(Stored data)

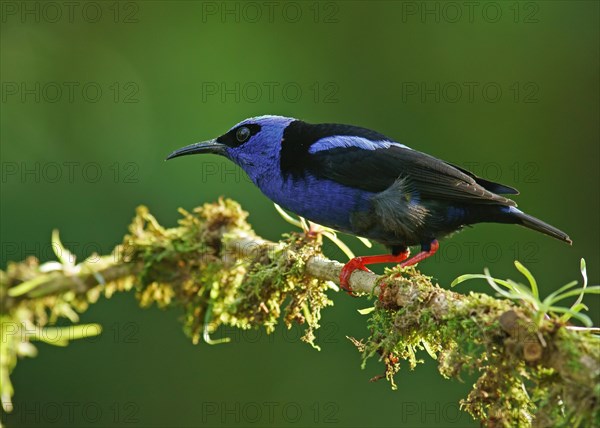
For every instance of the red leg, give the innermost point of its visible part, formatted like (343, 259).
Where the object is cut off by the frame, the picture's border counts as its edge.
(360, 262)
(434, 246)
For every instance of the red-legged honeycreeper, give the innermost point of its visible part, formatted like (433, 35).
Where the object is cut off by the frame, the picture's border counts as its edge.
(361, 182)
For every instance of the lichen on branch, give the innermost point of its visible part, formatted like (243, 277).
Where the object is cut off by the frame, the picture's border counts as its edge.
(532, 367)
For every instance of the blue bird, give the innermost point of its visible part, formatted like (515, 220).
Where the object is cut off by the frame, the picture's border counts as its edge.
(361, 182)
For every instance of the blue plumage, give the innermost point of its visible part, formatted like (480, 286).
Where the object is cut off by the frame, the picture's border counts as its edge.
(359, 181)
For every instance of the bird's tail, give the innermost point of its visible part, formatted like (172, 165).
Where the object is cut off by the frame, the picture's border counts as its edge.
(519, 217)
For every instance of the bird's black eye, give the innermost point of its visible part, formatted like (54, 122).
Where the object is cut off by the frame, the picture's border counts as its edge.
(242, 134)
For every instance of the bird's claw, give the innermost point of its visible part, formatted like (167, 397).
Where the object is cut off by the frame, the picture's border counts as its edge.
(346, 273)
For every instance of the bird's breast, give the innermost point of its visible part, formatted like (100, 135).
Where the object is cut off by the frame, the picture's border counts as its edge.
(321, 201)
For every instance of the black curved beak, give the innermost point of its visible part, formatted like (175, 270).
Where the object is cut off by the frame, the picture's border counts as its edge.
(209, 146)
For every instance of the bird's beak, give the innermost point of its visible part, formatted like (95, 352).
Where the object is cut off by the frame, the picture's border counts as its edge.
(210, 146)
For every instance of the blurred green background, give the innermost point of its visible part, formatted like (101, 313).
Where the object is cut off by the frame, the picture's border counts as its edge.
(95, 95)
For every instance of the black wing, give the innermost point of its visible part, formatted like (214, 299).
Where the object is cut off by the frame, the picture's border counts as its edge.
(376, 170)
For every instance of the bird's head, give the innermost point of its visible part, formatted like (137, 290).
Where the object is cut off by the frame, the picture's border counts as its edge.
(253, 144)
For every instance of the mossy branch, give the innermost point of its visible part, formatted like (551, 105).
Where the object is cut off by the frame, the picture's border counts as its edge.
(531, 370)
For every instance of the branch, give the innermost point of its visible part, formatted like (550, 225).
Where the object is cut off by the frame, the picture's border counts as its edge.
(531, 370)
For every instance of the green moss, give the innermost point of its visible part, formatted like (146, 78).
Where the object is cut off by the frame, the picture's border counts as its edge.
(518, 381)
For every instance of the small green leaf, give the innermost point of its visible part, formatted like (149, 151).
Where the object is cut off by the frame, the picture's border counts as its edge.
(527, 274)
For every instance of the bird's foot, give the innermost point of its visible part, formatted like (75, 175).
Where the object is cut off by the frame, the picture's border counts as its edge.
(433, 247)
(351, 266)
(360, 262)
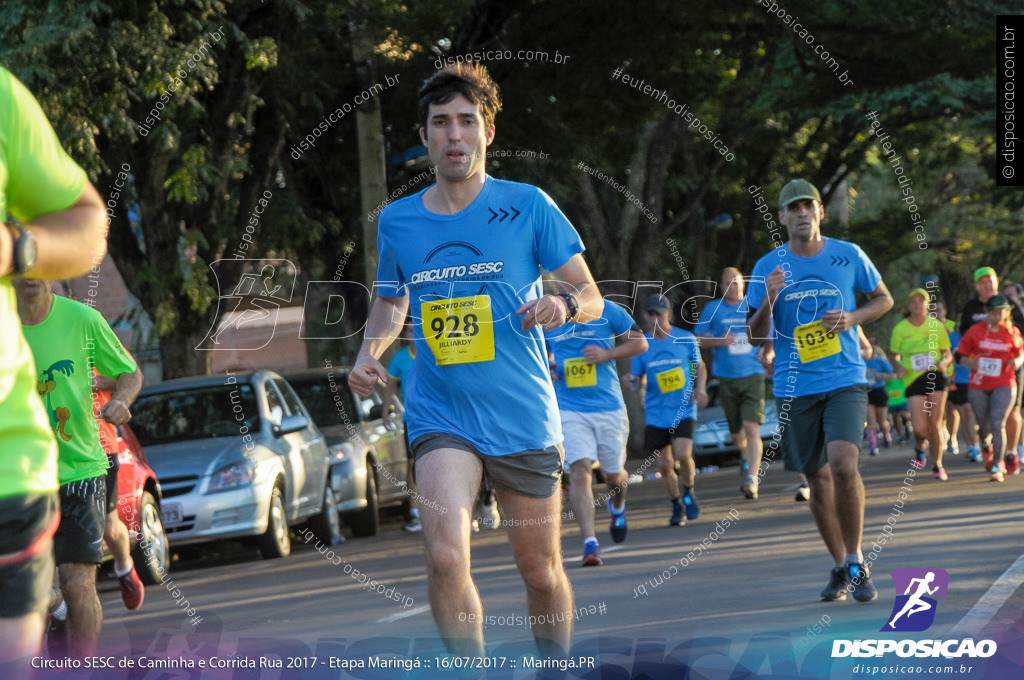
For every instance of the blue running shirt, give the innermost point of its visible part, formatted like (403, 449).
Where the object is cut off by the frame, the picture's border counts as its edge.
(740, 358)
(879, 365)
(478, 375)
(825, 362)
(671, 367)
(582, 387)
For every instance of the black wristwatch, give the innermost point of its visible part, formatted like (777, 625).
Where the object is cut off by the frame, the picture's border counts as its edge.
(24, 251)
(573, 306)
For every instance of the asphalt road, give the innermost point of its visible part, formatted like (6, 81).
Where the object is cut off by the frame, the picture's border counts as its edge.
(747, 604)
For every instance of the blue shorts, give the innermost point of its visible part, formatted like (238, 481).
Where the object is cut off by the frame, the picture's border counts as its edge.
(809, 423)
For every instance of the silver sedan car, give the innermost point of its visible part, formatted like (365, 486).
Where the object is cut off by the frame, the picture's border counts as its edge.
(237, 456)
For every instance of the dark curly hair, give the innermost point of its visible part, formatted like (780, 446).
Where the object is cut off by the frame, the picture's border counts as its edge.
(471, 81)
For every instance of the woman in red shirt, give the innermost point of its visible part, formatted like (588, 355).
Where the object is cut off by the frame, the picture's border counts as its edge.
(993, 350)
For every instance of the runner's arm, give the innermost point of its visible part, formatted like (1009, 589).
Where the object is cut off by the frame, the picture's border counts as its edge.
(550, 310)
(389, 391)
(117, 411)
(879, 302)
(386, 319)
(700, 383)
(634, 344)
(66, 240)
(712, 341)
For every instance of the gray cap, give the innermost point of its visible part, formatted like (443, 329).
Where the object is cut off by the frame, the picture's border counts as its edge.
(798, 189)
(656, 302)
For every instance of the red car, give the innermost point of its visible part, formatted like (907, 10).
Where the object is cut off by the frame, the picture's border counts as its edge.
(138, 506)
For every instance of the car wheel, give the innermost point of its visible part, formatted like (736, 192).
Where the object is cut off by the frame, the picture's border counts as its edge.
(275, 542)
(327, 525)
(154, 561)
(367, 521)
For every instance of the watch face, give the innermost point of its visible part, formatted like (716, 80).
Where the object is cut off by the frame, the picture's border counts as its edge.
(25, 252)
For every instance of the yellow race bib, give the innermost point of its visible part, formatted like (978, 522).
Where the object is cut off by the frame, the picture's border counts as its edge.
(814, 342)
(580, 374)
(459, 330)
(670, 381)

● WHAT IS REQUIRED: Replicate the material above verbatim; images stay out of the copy.

● THE OUTPUT:
For every instance of the red leg, give the innermost point of its visible part, formatted like (343, 259).
Where the object is cut off by the frame, the picture's border counts as its edge.
(360, 262)
(434, 246)
For every instance of the red-legged honeycreeper, give the innermost point of its visible part, formatted like (433, 35).
Where the object is cut off by the frame, the picture's border counts as its edge.
(361, 182)
For every instance of the lichen on branch, give the innermost point of its visible part, formatted like (243, 277).
Where the object is cut off by the frame, the picture's border counts as its edge.
(532, 367)
For every instance of the blue bird, give the innermost point of its visible part, formatted like (515, 220).
Where the object is cut off by the frame, the picture's border counts as its edge.
(361, 182)
For every instance of the blue plumage, give the innermost point of its visible part, formatted like (480, 286).
Where the object is cut off by the frame, the picture's border counts as its edge.
(359, 181)
For every instance of the bird's tail, give the innermost point of its visible part, formatted like (172, 165).
Where the object is cut off by the frame, the picture's border counts as its edge.
(519, 217)
For every instance of the bird's black eye, give the innermost point of its visible part, formatted like (54, 122).
Where the object is cut off by the frame, the picture's border counts as its edge.
(242, 134)
For every instance of the bird's claw, give the innermost point of its visible part, formatted like (167, 397).
Where the object is cut off by the frame, the picture's border counts as its edge.
(346, 273)
For every instance of the bird's breast, give the innermost point of its visible part, formatted like (100, 135).
Where the object is cut off by the frame, the picture's border counts as its edge.
(321, 201)
For every instance of the black curved beak, give the innermost point of its visible part, formatted like (175, 270).
Where the object is cut off by the frame, the picture's border counts as its edge.
(209, 146)
For every instance of the bird's beak, give the innermost point of its visible part, formatted like (95, 352).
Where the object is cut off by the frame, the picture's border counts as its edge.
(210, 146)
For every instance of the blurred green background, give the innermost point of its visible part, formatted like (101, 313).
Where the object is cut off by the frame, the picture's border counts as its edge.
(95, 95)
For every instance of the black wing, give the innermost point of its visible part, formatted like (214, 299).
Where the object is cut off by the frame, the picture's border counts as its edge.
(376, 170)
For every instance of the bird's head, give the innermost point of its visible part, formatted like (137, 290).
Where the object is cut off by the frame, the picture's border counts as its edge.
(253, 144)
For every instance of the mossy branch, give the innermost point of its visible part, formatted like (551, 105).
Where the object is cut off by the frame, the picture's border counts as its edge.
(531, 370)
For every instance of the branch, give the innermost point of its visible part, formatted like (550, 225).
Where the object is cut off by the frame, the picture's border counts as its edge.
(531, 370)
For every instance of the green moss, give the innermost point of its visible part, formatted like (146, 78).
Where the object is cut off by the frame, the picture's border counts as its edge.
(518, 381)
For every instance of the small green leaf, give the innermost point of its visible part, formatted like (149, 151).
Where the object is cut off by the frame, the picture's border counts as its edge.
(527, 274)
For every instance of the bird's foot, give the innermost point of its visible part, formatted like (75, 175).
Where the object is cut off by the frame, the picture's border counts as its edge.
(433, 247)
(351, 266)
(360, 262)
For every instance of the blue running shirt, give the innermost point of its visible part, formatted like (403, 449).
Where the object is cut off by the frame, the picture's border counts as its edge.
(740, 358)
(879, 365)
(478, 375)
(825, 362)
(671, 367)
(582, 387)
For every instance of the black wristwatch, give the innermost point of its visible part, formatted like (777, 625).
Where the object is cut off by the frame, the picture's border counts as its edge.
(24, 251)
(573, 306)
For every instance of the asphalt road, give the innermost point of its visible part, formatted like (6, 81).
Where the object is cut off by the frame, the picture's border counts as its edge.
(747, 604)
For every instance of the blue shorts, give the innermost point of its visible part, formatted like (238, 481).
Where the object is cut off by the frame, the picture's border counts as its edge.
(809, 423)
For every instance of the silver sedan car, give the innermost point of its visible part, formatted like (365, 486).
Where the object is cut off by the frame, the picture's border counts as its edge.
(237, 456)
For every instance of the dark curly hair, give the innermost point of its visible part, formatted like (780, 446).
Where the object is cut off by the frame, the picture's border counts as its edge.
(471, 81)
For every instance of the woman in red shirt, give the innermost point of its visible part, formatted like (588, 355).
Where the object is cut off by the frame, the picture's border counts as its edge.
(993, 350)
For every instance of the runner's arm, give the innermost point of its visible part, formatted like (1009, 589).
Where the object is cut off by the frame, the picture's border counts as its edge.
(550, 310)
(389, 391)
(117, 411)
(879, 302)
(386, 319)
(700, 383)
(634, 344)
(66, 240)
(712, 341)
For every instance of the gray cap, give the innermost point of its visible part, formatted like (443, 329).
Where the object is cut off by the frame, the picture's border counts as its edge.
(798, 189)
(656, 302)
For every instance of the red car, give the innermost point of its visible part, formatted like (907, 10).
Where the object is cut off by the frame, the picture's border counts as its edge.
(138, 506)
For every instance of the car wheel, give the innermost point of its visible part, formatted like (736, 192).
Where the object is cut off by the frame, the picture's border counts as its edge.
(275, 542)
(327, 525)
(154, 561)
(367, 521)
For every instance of the watch face, give the innermost point of its visible part, formatted like (716, 80).
Where the object is cut off by the frame, the picture's border counts as its edge.
(25, 252)
For every instance of the yellow race bib, give the innermost point of its visible part, formatted like (978, 522).
Where the object is cut off by the frame, the picture's border counts as its edge.
(814, 342)
(580, 374)
(459, 330)
(670, 381)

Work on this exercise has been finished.